#### [TASK TO COMPLETE]
Return the entries below verbatim. Pictures stay out.

#### [SOURCE RECORDS]

BEGIN

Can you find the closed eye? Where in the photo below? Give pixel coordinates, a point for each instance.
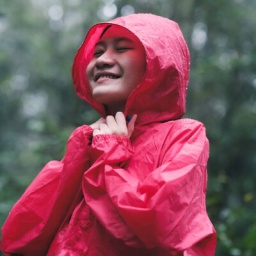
(98, 53)
(123, 49)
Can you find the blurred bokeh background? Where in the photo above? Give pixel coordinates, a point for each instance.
(39, 108)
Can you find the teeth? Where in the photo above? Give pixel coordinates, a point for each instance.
(107, 76)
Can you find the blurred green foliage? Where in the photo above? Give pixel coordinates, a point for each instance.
(39, 108)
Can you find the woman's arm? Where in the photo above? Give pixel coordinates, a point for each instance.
(167, 209)
(39, 213)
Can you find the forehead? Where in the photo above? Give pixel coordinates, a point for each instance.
(115, 31)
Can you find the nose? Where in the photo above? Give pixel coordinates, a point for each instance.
(105, 59)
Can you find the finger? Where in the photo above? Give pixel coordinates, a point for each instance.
(122, 125)
(104, 129)
(96, 125)
(121, 122)
(112, 125)
(131, 125)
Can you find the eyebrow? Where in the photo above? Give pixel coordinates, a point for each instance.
(119, 39)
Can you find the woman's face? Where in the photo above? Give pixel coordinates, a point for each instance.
(117, 67)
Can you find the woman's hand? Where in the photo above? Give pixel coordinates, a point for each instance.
(97, 124)
(116, 125)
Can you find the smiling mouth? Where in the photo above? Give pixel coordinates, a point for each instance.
(110, 76)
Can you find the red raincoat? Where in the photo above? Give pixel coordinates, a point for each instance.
(111, 195)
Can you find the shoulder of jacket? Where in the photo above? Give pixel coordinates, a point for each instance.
(186, 123)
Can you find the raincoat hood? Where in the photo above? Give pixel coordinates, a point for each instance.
(161, 96)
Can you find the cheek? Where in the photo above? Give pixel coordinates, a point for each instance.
(89, 70)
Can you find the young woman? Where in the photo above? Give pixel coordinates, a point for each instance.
(134, 182)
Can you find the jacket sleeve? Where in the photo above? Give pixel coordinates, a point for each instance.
(38, 214)
(167, 209)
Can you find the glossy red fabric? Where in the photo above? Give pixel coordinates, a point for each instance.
(112, 195)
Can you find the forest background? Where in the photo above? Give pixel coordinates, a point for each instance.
(39, 108)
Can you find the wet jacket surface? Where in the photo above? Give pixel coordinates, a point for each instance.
(113, 195)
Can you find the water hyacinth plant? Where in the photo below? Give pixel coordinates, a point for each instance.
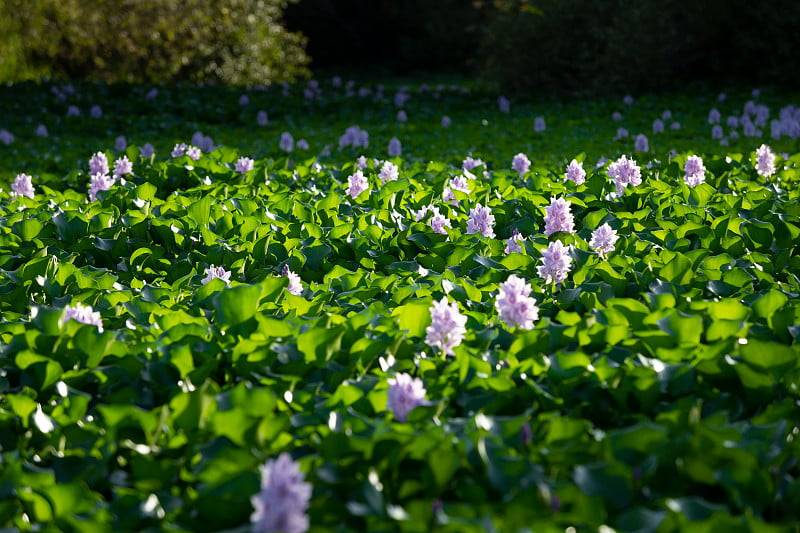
(454, 347)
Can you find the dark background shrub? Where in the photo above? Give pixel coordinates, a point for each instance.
(232, 41)
(591, 46)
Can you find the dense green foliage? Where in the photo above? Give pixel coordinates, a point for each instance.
(658, 391)
(233, 41)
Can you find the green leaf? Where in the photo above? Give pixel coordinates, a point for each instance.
(678, 271)
(607, 480)
(769, 302)
(27, 229)
(414, 316)
(235, 305)
(769, 356)
(200, 210)
(319, 344)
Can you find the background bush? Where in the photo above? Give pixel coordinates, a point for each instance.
(595, 46)
(622, 46)
(233, 41)
(396, 36)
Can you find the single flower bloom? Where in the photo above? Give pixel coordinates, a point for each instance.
(603, 240)
(389, 172)
(22, 186)
(521, 164)
(405, 393)
(481, 220)
(419, 215)
(83, 314)
(287, 142)
(765, 161)
(556, 263)
(558, 217)
(514, 305)
(439, 222)
(624, 172)
(575, 172)
(395, 149)
(447, 328)
(98, 164)
(357, 183)
(179, 149)
(194, 152)
(641, 144)
(514, 243)
(295, 283)
(470, 163)
(99, 182)
(694, 171)
(459, 183)
(216, 272)
(658, 126)
(122, 166)
(244, 165)
(281, 504)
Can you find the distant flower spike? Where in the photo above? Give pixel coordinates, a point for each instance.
(514, 305)
(282, 502)
(405, 393)
(447, 328)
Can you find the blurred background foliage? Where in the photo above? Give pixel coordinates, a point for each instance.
(591, 46)
(543, 46)
(231, 41)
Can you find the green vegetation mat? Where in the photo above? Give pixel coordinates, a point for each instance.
(658, 389)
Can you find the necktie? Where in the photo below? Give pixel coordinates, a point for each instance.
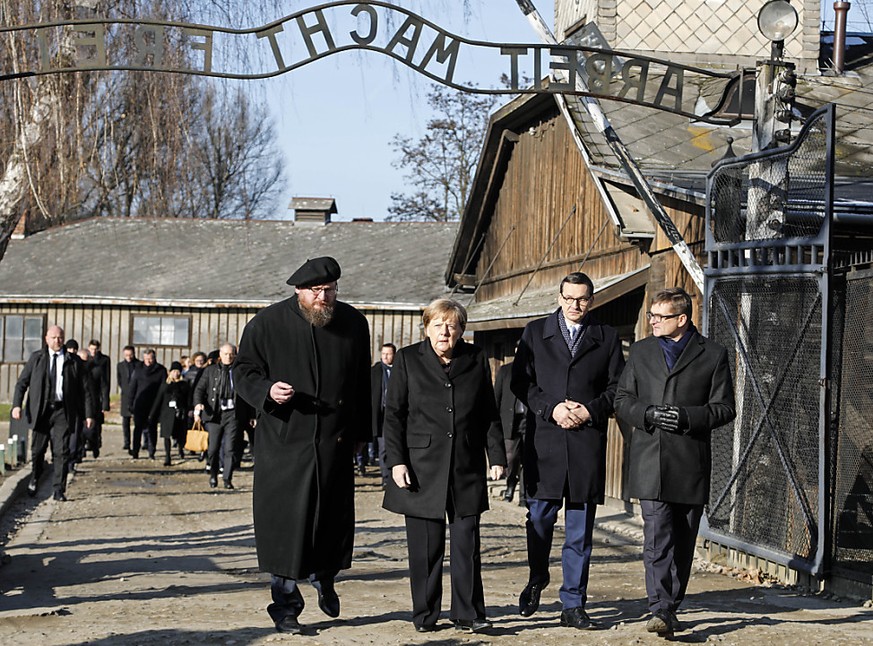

END

#### [OUTPUT]
Can you find the closed eye? Where in the photo below? Give pixel coordinates, a point for each instance.
(98, 53)
(123, 49)
Can you find the blurred bokeh background? Where in the photo above? Give pixel coordinates, a point for each instance.
(39, 108)
Can you find the teeth? Where in the photo above? Give pixel coordinates, a point for each instance.
(107, 76)
Can you find the blurred green foliage? Where in the photo above? Give pixel coordinates, a point for each instance.
(39, 108)
Can you find the woman's arm? Where in the photo above? Give pixel coordinates, a point for each instance.
(167, 209)
(39, 213)
Can you find the forehead? Where in the photo above? Give pixel coordinates, a point for each instance.
(115, 31)
Can you find the nose? Where in the photo above? Give pixel coordinates, a point for each instance.
(105, 59)
Can you find the finger? Where in the photo above? Give pixel coordinates, a point for each instance.
(122, 125)
(104, 129)
(96, 125)
(121, 122)
(112, 125)
(131, 125)
Can you find the eyebrow? Where in the photo above? Give pixel coordinates, a point for each instance.
(119, 39)
Can you find the woman's face? Where in the photo above? Give pixel coordinates, a point for each instance.
(117, 67)
Can you find the woman's hand? Where in the photo above? Give pixel coordinates, a point for each instance.
(97, 124)
(116, 125)
Can you find the smiling mouth? Where in the photo above? Give pixel coordinates, a point for each instance.
(110, 76)
Can you find the red raincoat? Where in the photo above? Give pixel coordinates, a point for each instance.
(111, 195)
Can you find the shoulder of jacket? Where in the photo above? Give pixel coordinates, a point for each instance.
(186, 123)
Can you find the raincoat hood? Where in the photo above? Give pixel coordinates, a point for each instance.
(161, 96)
Can you find the cheek? Where in the photo above? Give pixel coordinates, a point for each instance.
(89, 70)
Can you find the young woman? Where in the photo above? Give pixel coordinates, a point for each instance.
(134, 182)
Can you find the jacket sleeve? Where in the photo above? Give pixel coordinates, a point for each instance.
(38, 214)
(167, 209)
Can you find the glossy red fabric? Where in the photo above? Give pixel coordinates, a point for each instance.
(112, 195)
Can you find the forest background? Where in the photo above? Give pixel coordinates, a point for each instance.
(39, 108)
Can you find the wet jacket surface? Where in the photo above? Give pixel coordinates, a point for each instance.
(113, 195)
Can you find the water hyacinth plant? Where in the photo below? Give pixel coordinates, a point for each instance.
(454, 347)
Can you find the dark background shrub? Where in the photo above? Give pixel coordinates, a point for each instance.
(232, 41)
(591, 46)
Can you find the dense green foliage? Where in the photo above? Give pixel coordinates, a point for each instance.
(658, 391)
(233, 41)
Can you find the green leaf? Where in the photo above? Give pixel coordinates, a point for each instance.
(678, 271)
(607, 480)
(769, 302)
(27, 229)
(414, 316)
(235, 305)
(769, 356)
(200, 210)
(319, 344)
Can you find the background bush? Where in the photo above? Give pixel coordinates, a point for each instance.
(595, 46)
(622, 46)
(233, 41)
(396, 36)
Can you find the single flower bloom? Where in the photo above? Give pixel coordinates, a point for each instance.
(603, 240)
(389, 172)
(22, 186)
(521, 164)
(405, 393)
(481, 220)
(419, 215)
(83, 314)
(287, 142)
(765, 161)
(556, 263)
(558, 217)
(514, 305)
(439, 222)
(624, 172)
(575, 172)
(395, 149)
(447, 328)
(98, 164)
(357, 183)
(179, 149)
(194, 152)
(641, 144)
(514, 243)
(295, 283)
(470, 163)
(99, 182)
(694, 171)
(459, 183)
(216, 272)
(658, 126)
(122, 166)
(244, 165)
(281, 504)
Can you find the distant flower spike? Where in the photo above? Give pixel coordinates, a point for each instance.
(514, 305)
(282, 502)
(405, 393)
(447, 328)
Can you find the blurred background foliage? Where in the photo above? Give pixel coordinates, a point for each instance.
(591, 46)
(543, 46)
(231, 41)
Can you find the green vegetation mat? Where in the photo above? Give pixel coordinates, a point for each instance.
(658, 389)
Can you find the necktie? Where in the photo below? Give pixel coordinates, a point for each instance.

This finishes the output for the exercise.